- What the task asks: In the lines of the listing from the one containing "Where can the white border" through the end, change "Mark" to "Place" and write out only those lines, with nothing else altered.

____________________

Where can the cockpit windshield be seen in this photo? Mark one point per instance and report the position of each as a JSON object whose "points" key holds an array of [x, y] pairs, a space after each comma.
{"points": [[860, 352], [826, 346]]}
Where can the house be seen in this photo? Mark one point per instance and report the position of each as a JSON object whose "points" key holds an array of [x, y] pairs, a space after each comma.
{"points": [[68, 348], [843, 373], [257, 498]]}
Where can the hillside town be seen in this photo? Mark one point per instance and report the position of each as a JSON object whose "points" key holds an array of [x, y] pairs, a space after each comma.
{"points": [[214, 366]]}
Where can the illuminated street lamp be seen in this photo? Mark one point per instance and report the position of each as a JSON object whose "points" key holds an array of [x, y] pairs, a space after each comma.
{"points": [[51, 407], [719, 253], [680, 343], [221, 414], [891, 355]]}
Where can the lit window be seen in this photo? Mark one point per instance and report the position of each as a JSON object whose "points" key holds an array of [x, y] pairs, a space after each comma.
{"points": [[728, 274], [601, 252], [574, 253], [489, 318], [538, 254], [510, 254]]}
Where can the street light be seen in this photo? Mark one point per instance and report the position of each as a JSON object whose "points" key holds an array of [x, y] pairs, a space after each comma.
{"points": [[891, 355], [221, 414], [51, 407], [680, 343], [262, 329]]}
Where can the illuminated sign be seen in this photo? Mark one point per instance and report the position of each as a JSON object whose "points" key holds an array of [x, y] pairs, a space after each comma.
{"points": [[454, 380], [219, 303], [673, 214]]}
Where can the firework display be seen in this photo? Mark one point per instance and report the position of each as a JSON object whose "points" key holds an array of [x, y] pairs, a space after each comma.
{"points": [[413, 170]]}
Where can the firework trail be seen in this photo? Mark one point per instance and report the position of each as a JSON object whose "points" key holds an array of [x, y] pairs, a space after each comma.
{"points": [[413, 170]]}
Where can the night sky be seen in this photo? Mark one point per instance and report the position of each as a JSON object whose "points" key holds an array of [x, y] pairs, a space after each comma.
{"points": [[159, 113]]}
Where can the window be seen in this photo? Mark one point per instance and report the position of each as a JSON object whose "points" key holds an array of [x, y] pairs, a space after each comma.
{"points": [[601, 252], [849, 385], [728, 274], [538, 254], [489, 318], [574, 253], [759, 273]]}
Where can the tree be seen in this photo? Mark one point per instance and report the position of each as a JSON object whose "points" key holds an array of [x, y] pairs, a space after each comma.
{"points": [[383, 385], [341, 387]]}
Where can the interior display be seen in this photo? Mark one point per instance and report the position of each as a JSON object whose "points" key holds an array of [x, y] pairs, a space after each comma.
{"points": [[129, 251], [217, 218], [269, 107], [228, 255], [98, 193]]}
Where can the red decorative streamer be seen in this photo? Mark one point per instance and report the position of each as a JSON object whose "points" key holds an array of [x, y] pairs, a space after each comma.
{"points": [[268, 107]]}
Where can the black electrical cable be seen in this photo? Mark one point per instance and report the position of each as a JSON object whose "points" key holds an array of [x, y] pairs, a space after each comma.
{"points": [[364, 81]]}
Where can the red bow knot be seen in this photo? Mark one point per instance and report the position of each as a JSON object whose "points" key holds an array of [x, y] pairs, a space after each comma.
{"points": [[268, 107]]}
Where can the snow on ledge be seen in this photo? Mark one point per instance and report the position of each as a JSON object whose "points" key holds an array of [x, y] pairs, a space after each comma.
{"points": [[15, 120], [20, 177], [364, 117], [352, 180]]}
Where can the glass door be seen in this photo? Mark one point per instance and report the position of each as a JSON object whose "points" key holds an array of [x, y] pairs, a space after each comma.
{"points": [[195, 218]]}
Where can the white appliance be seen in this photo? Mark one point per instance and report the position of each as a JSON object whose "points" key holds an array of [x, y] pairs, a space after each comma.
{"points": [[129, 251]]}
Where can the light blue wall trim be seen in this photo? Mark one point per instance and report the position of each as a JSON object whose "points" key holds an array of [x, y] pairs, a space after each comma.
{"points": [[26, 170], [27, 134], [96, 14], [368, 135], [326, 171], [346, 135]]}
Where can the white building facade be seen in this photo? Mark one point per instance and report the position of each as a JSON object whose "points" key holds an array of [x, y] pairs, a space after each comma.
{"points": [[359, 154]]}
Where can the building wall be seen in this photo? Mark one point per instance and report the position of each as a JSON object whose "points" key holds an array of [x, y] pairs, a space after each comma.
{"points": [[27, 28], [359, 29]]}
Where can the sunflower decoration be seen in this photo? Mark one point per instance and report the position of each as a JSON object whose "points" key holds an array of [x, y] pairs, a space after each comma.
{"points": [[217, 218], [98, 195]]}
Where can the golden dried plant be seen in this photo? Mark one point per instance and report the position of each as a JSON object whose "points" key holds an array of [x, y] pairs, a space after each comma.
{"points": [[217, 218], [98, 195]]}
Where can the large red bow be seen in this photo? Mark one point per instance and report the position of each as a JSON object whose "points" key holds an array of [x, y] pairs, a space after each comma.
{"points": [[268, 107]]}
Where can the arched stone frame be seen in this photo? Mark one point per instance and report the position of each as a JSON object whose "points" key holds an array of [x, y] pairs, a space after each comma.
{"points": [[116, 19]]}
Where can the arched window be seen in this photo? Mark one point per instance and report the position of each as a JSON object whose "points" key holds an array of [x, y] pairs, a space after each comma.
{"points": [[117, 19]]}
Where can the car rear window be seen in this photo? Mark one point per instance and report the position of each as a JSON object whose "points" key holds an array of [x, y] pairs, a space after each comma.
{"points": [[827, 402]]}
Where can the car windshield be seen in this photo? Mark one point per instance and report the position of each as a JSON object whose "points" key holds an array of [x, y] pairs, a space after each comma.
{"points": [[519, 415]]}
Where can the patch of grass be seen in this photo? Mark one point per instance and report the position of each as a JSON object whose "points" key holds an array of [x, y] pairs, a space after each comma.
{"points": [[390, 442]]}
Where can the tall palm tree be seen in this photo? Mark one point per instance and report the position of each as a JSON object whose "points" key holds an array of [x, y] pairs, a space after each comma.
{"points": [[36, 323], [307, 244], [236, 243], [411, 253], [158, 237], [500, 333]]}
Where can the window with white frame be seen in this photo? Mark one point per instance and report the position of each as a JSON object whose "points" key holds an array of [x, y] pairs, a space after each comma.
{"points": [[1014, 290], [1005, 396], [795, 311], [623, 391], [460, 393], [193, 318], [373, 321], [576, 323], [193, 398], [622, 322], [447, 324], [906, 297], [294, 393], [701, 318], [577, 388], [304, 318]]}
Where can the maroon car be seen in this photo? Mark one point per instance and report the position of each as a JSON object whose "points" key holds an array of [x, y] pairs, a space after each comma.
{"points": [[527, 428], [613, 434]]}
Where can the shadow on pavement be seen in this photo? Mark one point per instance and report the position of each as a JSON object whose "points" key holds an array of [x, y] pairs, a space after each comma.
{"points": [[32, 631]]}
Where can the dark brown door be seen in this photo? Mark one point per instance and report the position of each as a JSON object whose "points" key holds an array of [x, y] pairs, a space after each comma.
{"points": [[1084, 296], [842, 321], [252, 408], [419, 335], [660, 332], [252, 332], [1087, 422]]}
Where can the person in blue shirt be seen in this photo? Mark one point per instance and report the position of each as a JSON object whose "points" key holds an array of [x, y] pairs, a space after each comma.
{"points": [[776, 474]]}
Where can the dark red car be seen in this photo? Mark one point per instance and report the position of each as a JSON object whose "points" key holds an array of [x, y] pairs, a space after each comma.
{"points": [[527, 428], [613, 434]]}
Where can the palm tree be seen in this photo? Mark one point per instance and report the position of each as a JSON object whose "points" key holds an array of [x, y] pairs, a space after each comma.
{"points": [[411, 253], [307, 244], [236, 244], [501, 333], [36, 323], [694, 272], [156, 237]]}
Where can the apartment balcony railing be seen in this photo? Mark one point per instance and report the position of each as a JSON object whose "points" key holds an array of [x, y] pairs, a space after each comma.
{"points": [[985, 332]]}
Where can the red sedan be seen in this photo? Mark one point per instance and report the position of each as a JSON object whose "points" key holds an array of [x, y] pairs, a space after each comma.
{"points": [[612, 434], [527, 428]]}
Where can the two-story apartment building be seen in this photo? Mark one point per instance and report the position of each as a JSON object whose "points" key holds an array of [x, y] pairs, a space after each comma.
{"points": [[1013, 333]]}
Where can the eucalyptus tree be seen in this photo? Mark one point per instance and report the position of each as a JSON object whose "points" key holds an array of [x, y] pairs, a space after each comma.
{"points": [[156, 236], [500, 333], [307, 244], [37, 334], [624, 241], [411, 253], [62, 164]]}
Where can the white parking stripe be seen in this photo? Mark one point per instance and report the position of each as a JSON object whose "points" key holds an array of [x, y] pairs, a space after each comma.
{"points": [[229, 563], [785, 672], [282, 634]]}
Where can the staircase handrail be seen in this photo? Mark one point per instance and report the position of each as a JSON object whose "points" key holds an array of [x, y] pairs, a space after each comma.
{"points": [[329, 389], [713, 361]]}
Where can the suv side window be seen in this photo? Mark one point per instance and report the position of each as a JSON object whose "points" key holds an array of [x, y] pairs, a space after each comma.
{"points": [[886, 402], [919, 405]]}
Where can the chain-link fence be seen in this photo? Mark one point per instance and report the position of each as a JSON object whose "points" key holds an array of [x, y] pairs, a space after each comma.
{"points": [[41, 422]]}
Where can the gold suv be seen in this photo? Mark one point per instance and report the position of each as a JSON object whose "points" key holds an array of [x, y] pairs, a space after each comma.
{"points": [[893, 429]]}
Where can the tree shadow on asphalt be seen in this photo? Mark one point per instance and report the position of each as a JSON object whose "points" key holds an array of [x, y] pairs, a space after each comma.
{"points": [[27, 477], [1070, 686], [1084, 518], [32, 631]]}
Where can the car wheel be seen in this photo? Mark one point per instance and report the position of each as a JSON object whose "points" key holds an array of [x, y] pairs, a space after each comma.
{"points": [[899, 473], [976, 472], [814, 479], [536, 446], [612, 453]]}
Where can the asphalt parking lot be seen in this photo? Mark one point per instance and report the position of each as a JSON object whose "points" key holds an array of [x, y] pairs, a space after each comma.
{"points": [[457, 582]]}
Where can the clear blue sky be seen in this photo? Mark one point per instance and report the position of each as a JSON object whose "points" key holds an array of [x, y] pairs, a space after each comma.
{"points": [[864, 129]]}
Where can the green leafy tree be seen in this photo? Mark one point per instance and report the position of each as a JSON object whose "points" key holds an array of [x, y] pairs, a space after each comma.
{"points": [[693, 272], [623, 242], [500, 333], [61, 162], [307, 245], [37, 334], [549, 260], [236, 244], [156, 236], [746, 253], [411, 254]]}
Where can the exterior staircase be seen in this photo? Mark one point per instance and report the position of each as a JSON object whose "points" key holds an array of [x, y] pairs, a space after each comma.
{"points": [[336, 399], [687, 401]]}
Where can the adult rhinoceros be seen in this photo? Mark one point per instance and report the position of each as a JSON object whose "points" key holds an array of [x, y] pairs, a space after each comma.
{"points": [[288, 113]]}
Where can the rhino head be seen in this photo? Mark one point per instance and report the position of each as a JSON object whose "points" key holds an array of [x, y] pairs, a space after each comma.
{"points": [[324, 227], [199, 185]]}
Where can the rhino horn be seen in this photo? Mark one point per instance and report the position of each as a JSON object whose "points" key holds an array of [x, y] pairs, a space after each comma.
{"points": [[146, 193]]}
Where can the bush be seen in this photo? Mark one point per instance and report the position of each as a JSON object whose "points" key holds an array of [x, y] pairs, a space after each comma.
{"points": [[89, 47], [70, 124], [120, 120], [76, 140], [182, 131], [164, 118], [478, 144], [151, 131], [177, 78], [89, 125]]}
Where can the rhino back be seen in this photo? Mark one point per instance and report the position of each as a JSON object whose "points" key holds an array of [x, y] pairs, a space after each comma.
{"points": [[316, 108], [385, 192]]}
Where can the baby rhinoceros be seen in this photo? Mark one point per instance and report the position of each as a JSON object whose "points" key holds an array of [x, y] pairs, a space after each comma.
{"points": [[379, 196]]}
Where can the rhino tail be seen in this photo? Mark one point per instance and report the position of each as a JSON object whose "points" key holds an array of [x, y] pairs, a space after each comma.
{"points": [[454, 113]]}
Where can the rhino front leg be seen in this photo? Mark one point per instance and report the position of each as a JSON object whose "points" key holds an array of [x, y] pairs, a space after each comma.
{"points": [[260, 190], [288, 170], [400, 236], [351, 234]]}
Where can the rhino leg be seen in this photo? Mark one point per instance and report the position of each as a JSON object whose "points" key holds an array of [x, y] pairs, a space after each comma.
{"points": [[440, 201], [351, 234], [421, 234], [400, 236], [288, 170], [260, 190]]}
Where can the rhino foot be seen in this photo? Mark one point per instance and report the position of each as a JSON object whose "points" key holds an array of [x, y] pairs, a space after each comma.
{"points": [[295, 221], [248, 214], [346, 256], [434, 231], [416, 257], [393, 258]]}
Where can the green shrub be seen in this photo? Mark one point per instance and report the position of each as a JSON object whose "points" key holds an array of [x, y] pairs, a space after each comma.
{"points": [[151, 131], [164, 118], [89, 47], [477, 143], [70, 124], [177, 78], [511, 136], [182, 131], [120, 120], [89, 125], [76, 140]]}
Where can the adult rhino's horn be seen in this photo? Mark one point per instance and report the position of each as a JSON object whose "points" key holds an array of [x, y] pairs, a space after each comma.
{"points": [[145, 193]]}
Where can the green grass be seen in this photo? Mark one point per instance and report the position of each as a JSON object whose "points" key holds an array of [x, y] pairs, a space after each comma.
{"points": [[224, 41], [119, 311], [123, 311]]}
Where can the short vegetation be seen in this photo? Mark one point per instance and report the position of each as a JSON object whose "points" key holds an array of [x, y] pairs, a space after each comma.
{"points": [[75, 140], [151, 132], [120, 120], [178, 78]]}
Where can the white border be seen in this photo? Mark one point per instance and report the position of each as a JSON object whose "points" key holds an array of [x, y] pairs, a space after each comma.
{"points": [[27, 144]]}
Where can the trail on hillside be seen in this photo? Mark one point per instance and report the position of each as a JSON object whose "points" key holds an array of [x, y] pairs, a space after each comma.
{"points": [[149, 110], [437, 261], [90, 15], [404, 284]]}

____________________

- Final result:
Where can the white border be seen in this photo? Place one point per instance and report the position of each as a JSON object whose "points" key holds an array of [x, y] pairs, a space after each comma.
{"points": [[27, 144]]}
Where can the trail on hillside be seen in this photo? Place one point per instance and report the position of each as a JSON object whose "points" key holds an array of [x, y] pairs, a space after each comma.
{"points": [[149, 110], [437, 261], [90, 15], [404, 284]]}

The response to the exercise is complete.